■ **Exercise details**: Lines from the one containing "of the cloud." to the end of the data below are to be restated exactly, with both ends included and nothing else.

=== Begin Enclosure ===

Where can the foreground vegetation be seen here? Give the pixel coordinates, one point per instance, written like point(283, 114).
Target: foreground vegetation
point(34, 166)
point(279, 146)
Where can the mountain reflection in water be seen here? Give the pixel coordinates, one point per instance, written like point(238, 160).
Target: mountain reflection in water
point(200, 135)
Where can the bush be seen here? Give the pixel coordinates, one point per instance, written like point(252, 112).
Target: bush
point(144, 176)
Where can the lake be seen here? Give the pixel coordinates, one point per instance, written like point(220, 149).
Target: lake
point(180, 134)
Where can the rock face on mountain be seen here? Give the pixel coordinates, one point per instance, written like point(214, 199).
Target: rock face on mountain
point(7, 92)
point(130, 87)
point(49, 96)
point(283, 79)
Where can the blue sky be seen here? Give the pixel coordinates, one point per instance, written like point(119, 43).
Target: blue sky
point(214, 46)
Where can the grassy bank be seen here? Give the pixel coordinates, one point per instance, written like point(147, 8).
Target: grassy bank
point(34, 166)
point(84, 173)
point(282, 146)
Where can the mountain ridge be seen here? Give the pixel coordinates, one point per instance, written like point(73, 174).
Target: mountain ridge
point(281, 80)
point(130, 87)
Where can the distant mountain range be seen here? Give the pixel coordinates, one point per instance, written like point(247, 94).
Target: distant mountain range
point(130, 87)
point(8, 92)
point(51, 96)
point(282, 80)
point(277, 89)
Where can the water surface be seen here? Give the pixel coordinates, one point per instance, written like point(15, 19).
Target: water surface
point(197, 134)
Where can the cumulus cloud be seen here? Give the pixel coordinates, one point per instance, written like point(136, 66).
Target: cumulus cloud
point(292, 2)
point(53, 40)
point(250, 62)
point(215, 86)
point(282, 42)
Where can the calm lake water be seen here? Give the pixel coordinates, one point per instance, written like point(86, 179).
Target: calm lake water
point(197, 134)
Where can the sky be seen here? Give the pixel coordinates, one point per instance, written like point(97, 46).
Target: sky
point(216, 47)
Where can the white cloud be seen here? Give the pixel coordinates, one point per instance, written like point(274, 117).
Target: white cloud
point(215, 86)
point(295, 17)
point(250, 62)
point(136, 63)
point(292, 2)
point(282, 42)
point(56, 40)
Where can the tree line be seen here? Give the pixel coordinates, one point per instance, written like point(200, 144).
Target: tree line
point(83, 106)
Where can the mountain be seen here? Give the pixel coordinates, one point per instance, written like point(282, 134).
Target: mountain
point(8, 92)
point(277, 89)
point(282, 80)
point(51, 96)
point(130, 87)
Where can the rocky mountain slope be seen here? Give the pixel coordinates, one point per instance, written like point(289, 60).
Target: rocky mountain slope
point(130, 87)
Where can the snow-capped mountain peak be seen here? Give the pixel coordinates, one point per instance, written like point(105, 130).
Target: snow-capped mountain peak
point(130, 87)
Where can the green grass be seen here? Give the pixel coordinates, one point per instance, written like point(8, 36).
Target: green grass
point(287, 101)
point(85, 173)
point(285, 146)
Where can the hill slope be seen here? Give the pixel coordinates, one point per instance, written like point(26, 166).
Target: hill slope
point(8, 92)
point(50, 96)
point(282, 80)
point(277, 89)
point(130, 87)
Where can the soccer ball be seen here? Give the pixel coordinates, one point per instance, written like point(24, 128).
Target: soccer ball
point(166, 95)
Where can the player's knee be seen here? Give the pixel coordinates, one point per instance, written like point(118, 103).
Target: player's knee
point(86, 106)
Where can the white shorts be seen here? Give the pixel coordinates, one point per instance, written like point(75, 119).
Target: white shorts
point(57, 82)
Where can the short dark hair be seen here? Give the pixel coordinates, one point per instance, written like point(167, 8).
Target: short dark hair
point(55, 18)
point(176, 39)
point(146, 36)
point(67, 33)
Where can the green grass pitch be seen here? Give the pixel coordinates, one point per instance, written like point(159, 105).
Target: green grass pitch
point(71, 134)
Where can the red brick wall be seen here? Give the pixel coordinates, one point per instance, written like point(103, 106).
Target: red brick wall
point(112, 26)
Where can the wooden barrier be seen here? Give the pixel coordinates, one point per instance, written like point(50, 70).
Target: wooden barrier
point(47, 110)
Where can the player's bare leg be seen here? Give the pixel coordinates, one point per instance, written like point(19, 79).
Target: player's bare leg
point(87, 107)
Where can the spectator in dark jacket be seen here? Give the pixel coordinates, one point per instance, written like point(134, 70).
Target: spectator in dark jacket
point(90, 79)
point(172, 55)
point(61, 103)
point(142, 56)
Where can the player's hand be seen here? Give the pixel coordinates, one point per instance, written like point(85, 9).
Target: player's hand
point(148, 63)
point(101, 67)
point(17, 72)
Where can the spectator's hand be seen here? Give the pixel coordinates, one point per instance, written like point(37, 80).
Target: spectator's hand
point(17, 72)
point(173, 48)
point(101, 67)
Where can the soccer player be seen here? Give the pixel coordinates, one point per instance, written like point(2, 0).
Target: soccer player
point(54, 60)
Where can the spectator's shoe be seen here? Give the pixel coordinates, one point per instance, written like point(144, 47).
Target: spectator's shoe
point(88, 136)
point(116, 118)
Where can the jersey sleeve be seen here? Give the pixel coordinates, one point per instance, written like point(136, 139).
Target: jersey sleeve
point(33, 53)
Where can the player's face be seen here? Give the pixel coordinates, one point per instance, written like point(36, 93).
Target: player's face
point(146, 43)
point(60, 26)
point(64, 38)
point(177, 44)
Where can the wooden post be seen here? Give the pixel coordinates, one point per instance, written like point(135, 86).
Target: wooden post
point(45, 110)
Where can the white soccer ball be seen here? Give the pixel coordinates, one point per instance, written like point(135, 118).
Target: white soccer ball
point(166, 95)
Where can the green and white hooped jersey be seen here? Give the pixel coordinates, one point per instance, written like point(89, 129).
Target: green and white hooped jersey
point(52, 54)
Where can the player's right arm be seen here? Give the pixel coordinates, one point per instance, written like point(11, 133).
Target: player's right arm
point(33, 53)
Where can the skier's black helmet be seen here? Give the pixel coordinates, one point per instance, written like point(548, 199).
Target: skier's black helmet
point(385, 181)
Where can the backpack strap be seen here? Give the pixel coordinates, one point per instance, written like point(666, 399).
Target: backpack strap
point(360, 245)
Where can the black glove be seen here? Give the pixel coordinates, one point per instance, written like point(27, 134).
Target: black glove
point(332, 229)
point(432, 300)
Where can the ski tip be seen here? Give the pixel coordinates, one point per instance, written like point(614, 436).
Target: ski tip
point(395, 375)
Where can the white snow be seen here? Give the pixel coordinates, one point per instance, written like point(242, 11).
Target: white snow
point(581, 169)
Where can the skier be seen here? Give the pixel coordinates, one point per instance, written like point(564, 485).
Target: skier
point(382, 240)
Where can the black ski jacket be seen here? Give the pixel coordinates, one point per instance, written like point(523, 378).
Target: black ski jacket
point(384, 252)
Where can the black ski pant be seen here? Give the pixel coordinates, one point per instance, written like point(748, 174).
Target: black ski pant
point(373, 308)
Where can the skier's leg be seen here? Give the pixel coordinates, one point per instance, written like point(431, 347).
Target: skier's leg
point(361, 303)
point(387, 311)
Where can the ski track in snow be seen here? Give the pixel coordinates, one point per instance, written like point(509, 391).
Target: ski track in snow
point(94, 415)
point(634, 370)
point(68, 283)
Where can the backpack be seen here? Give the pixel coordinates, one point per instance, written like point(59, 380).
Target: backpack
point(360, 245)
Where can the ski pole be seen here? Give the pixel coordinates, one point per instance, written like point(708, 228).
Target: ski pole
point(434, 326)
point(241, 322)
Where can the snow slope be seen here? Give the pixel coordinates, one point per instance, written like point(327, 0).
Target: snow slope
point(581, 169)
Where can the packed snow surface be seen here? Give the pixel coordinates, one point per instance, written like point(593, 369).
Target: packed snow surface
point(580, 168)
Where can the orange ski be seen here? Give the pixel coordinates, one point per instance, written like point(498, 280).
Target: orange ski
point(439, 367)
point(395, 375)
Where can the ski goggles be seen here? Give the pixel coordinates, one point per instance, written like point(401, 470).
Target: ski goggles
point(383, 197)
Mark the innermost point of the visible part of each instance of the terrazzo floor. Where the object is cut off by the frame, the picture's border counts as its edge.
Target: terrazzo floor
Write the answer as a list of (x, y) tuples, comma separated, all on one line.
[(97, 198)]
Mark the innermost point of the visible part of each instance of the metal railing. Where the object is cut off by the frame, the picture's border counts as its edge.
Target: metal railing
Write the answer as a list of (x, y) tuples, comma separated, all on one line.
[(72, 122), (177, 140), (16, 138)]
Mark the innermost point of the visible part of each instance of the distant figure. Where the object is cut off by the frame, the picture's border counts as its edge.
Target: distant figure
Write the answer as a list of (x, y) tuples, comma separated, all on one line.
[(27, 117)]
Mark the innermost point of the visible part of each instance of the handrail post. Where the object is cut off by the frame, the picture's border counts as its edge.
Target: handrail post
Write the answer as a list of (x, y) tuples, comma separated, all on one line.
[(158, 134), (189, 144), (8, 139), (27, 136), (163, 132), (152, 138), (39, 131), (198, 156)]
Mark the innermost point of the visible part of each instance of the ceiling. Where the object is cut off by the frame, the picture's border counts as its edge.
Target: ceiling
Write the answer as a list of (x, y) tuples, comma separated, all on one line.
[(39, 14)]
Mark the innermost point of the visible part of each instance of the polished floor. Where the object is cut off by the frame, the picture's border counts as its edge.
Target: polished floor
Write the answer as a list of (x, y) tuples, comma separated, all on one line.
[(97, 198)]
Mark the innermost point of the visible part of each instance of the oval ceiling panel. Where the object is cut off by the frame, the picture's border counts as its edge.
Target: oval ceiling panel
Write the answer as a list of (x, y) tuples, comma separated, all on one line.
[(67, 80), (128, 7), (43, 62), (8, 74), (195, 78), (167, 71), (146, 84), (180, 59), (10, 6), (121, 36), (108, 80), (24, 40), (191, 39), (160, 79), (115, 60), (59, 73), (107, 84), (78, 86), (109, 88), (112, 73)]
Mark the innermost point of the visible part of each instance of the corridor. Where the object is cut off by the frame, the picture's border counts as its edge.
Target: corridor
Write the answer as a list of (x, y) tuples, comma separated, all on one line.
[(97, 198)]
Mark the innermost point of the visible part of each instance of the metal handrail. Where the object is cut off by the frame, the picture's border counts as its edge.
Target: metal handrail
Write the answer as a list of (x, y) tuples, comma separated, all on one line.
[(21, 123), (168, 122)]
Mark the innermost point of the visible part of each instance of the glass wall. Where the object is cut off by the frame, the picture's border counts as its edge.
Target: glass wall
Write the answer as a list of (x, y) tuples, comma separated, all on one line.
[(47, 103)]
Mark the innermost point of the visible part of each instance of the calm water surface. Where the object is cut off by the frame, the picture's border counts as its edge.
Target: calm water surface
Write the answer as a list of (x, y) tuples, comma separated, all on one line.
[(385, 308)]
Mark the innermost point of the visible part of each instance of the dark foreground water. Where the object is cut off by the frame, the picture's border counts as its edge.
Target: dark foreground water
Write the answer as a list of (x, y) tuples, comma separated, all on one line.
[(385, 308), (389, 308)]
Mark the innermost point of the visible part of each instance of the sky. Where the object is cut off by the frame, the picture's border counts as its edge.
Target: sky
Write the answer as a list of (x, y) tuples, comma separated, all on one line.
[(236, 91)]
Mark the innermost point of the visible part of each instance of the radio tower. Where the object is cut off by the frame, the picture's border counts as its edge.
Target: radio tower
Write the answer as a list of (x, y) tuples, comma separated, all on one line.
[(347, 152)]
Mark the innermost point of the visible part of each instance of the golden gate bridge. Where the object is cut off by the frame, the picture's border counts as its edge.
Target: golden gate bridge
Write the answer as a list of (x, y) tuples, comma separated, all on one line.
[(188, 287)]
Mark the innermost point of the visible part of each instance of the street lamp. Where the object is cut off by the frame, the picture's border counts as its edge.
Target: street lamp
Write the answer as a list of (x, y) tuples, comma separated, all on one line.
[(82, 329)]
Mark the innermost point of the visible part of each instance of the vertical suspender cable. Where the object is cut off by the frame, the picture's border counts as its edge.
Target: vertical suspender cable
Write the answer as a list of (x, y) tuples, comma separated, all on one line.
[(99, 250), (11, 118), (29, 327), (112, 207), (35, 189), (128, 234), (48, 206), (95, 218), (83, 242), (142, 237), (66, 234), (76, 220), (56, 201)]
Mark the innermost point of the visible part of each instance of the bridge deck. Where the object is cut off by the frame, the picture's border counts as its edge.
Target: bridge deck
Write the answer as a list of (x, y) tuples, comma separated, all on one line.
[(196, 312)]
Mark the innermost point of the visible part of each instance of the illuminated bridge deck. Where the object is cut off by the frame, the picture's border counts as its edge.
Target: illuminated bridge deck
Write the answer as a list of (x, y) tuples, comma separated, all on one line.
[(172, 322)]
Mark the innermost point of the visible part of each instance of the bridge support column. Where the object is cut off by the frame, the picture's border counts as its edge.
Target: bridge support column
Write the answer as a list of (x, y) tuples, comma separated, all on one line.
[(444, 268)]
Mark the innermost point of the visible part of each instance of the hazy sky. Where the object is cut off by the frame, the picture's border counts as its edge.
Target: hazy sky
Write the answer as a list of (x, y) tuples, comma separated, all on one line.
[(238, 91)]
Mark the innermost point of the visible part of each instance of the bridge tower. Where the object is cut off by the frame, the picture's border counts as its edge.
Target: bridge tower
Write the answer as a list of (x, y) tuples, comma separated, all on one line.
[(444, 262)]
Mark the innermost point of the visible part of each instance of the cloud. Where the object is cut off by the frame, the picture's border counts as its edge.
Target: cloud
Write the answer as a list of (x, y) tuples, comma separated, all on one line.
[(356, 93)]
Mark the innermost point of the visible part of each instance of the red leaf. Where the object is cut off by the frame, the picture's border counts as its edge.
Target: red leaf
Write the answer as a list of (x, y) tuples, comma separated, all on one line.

=== End Enclosure ===

■ **Response to this exercise**:
Mark the innermost point of the visible part of each instance of the cloud. Where the object is cut off by the frame, the picture's border counts as its edge.
Target: cloud
Write the answer as a list of (x, y) tuples, comma separated, all on one line.
[(356, 93)]
Mark the innermost point of the visible part of each instance of the red leaf. Where the object is cut off by the frame, the picture's border counts as its edge.
Target: red leaf
Write the answer as a list of (x, y) tuples, comma separated, all on one line.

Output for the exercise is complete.